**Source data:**
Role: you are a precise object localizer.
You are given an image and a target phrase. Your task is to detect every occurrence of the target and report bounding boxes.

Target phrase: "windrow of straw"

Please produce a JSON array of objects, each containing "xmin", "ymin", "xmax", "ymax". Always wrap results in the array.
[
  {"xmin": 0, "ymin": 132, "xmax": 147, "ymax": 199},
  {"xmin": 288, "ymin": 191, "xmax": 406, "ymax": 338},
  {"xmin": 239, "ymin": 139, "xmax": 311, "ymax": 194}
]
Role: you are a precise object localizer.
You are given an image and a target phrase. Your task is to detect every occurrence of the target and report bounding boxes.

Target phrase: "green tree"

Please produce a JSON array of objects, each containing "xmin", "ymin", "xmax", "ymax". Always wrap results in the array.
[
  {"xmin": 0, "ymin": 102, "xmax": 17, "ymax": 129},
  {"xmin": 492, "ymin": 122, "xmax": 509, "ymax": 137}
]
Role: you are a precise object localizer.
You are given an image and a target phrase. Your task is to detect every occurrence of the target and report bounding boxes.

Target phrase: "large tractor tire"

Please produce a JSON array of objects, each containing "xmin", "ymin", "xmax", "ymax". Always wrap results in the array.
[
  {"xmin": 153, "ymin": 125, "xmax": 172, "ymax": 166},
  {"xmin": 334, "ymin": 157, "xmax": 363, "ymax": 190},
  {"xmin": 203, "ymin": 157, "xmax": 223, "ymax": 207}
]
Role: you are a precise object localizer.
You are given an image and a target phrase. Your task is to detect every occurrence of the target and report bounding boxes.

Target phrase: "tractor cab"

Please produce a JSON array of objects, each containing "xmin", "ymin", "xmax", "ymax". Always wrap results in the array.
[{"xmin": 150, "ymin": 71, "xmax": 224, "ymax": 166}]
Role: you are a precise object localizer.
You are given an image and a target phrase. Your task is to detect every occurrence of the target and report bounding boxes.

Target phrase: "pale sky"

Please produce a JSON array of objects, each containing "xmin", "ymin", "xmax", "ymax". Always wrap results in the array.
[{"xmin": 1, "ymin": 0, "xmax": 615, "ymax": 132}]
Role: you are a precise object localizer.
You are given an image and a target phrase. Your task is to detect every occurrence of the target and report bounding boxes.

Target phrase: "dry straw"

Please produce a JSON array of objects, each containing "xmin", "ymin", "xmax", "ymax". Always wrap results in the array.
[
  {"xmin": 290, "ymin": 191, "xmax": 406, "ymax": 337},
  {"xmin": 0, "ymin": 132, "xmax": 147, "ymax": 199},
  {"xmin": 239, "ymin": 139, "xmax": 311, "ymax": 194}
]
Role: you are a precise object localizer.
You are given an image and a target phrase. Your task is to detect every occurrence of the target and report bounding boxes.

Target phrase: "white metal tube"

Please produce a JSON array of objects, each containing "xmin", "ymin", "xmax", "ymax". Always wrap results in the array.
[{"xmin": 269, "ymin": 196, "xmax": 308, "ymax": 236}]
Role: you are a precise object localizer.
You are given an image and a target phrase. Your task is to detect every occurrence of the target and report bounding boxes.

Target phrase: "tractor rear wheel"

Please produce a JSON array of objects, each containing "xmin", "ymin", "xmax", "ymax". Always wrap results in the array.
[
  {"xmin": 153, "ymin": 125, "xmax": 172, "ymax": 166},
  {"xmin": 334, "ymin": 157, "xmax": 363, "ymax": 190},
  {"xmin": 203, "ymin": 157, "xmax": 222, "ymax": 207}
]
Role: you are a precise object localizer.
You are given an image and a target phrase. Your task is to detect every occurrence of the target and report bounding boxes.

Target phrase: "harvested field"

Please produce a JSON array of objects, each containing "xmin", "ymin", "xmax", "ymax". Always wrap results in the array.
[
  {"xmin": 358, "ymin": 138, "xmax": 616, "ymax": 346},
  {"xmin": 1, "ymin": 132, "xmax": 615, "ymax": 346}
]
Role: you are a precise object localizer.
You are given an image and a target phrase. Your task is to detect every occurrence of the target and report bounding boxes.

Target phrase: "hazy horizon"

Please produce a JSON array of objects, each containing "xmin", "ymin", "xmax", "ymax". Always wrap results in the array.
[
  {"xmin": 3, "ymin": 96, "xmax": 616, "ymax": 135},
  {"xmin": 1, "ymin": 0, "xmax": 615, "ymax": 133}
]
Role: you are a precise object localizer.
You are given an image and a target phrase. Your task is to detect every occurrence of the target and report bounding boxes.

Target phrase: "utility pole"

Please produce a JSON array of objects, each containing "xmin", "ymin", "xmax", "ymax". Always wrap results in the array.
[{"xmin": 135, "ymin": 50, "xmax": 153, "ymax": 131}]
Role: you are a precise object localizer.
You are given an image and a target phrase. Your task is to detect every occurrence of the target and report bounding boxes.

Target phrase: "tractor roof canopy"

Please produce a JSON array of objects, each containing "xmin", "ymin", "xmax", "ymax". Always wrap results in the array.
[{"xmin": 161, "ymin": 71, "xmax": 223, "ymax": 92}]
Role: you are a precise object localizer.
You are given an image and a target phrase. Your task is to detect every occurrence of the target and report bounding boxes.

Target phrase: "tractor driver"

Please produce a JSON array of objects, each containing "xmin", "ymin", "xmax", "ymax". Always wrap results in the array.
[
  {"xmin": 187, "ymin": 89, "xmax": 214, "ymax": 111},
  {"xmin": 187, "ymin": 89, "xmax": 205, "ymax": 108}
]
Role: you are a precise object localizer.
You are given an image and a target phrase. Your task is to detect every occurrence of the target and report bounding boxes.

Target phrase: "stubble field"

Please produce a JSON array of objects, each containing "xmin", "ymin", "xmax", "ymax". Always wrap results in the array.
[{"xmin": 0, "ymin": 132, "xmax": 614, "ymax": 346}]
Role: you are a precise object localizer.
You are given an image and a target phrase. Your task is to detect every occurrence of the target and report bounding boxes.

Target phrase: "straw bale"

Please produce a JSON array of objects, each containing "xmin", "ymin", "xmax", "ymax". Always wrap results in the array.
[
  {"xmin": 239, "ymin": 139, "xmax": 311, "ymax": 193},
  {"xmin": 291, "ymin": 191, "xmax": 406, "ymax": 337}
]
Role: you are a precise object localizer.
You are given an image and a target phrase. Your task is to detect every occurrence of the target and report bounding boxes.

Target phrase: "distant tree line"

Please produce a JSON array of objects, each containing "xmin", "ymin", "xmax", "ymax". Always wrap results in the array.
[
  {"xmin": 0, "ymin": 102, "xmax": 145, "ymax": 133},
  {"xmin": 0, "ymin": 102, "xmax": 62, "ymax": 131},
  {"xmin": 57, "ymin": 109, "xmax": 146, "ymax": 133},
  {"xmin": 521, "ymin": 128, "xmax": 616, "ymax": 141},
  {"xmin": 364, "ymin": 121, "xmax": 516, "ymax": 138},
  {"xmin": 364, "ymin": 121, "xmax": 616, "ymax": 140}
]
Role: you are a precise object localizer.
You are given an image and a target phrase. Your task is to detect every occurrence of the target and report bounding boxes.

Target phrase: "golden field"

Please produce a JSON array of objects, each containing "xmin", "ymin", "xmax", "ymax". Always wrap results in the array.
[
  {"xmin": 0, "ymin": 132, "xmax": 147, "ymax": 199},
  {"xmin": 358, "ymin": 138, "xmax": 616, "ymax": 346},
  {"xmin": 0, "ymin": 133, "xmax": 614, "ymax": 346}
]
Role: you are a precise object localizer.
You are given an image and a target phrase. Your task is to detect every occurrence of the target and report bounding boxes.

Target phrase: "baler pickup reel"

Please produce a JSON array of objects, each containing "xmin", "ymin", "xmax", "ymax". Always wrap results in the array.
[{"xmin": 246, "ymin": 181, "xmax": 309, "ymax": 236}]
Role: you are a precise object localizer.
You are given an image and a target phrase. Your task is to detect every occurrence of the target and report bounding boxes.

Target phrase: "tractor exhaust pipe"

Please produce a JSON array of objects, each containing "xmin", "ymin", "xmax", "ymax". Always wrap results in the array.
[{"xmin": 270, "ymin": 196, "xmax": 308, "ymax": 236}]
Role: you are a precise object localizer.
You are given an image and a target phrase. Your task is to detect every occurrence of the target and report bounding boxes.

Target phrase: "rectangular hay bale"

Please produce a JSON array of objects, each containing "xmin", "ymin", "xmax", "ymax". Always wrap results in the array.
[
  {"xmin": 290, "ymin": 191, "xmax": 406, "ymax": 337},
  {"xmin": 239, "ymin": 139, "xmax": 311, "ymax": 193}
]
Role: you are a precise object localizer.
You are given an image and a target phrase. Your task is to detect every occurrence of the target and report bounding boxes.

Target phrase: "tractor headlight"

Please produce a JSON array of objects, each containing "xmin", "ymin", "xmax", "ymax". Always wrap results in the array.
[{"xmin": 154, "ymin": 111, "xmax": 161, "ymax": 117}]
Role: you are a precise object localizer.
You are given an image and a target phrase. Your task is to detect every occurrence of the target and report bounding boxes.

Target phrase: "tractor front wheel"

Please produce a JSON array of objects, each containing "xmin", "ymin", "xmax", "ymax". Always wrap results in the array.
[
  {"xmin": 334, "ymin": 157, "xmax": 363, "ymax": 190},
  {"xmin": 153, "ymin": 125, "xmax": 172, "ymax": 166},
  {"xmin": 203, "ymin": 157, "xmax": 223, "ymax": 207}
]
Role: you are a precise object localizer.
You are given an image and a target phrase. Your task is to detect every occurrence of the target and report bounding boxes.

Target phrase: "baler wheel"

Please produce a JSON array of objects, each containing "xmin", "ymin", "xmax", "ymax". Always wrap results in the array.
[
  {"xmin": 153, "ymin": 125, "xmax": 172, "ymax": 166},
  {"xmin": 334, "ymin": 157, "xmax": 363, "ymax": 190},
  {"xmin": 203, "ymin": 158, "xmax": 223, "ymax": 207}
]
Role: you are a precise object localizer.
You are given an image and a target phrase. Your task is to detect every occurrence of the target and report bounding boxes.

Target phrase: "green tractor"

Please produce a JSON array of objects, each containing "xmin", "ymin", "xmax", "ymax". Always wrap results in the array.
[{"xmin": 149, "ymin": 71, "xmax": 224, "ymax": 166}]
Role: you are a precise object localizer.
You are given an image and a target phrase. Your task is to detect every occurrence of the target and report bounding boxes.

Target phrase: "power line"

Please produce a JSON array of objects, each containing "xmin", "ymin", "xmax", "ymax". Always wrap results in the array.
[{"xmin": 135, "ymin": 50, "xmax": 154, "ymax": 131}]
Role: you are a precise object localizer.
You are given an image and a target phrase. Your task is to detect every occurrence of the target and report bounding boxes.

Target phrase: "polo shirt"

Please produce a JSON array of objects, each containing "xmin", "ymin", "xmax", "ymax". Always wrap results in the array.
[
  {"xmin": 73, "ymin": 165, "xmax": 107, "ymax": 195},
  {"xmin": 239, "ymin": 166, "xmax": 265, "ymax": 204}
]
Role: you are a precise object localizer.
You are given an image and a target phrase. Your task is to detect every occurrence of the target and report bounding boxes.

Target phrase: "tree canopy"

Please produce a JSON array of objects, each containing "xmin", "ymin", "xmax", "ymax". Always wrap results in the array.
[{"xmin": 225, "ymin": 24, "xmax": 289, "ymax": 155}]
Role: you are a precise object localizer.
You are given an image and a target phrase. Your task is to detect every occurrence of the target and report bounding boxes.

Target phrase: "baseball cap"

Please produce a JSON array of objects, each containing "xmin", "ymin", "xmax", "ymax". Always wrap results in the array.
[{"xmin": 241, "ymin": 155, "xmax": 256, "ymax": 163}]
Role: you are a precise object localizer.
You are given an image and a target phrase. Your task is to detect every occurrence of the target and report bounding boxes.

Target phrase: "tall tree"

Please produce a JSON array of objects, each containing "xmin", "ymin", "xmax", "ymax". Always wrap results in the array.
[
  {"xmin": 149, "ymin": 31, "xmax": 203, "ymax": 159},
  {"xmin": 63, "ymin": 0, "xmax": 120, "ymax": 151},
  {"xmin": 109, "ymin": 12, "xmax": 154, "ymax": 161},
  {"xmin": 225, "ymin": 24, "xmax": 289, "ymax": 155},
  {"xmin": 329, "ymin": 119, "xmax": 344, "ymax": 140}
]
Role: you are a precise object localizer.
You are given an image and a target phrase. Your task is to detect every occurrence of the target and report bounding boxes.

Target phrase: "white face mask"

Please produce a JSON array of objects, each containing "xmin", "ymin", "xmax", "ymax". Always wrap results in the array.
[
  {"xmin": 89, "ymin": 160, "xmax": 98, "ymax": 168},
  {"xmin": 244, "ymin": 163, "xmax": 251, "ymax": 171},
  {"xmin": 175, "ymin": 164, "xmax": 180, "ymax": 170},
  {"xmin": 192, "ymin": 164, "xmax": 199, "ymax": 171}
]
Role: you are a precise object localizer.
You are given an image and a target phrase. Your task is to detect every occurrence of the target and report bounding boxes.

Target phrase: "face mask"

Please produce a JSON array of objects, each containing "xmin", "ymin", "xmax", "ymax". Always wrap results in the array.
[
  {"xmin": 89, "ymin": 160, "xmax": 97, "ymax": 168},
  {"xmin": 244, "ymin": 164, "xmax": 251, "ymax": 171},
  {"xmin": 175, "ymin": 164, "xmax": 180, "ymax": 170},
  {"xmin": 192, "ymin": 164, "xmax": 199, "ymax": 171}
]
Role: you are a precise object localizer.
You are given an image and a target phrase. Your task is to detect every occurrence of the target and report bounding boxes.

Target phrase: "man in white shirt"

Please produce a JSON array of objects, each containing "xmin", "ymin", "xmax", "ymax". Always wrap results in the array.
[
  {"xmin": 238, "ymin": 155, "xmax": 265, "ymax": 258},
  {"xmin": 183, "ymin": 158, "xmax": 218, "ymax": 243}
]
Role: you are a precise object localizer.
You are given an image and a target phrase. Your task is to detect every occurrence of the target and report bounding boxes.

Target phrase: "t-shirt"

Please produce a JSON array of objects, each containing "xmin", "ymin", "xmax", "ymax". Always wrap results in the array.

**What is required:**
Above are the records. Identify each line that contains the word "white".

**Finished exercise:**
Target phrase: "white metal tube"
Target phrase: "white face mask"
Target phrase: "man in white shirt"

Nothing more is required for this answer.